Your objective: Write out the part of the knife-making text below word for word, starting with "If the spring is lower" and going on through "into the blade.".

Text excerpt:
■ ■ ■ ■

If the spring is lower than the drawn line when the blade is in the closed position, grind or file a little away from point A. This will lower the spring while the knife is in the opened position. You will need to redraw your line and check the open and closed positions again. If the spring is higher than the drawn line when the blade is in the closed position, grind or file a little away from point B. This will lower the spring while the knife is in the closed position. Points A, B, and C are all tied in together. If you grind or file point B, the tip of the blade will rise from the spring. Therefore, point C will need to be filed or ground a little to bring the blade tip back down. Once every thing fits up correctly, it’s time to grind the bevels into the blade.
Take a black magic marker and color the bottom edge of the blade. Then place the blade on a flat surface and use a drill bit to scribe a line along the length of the edge. I use a 5/64 inch bit when working with a 3/32 inch blade. The line will be slightly off center. Flip the blade and do the same to the other side. You should be left with a thin solid black line in the center of the blade.

■ ■ ■ ■

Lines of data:
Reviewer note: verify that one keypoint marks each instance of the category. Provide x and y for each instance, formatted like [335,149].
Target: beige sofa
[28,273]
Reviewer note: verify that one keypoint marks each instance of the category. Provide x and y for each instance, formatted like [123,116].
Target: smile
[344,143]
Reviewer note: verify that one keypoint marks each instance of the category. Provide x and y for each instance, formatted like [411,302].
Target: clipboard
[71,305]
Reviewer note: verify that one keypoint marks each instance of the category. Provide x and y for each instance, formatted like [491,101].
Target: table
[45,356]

■ ■ ■ ■

Result of this task:
If the spring is lower than the drawn line when the blade is in the closed position, grind or file a little away from point A. This will lower the spring while the knife is in the opened position. You will need to redraw your line and check the open and closed positions again. If the spring is higher than the drawn line when the blade is in the closed position, grind or file a little away from point B. This will lower the spring while the knife is in the closed position. Points A, B, and C are all tied in together. If you grind or file point B, the tip of the blade will rise from the spring. Therefore, point C will need to be filed or ground a little to bring the blade tip back down. Once every thing fits up correctly, it’s time to grind the bevels into the blade.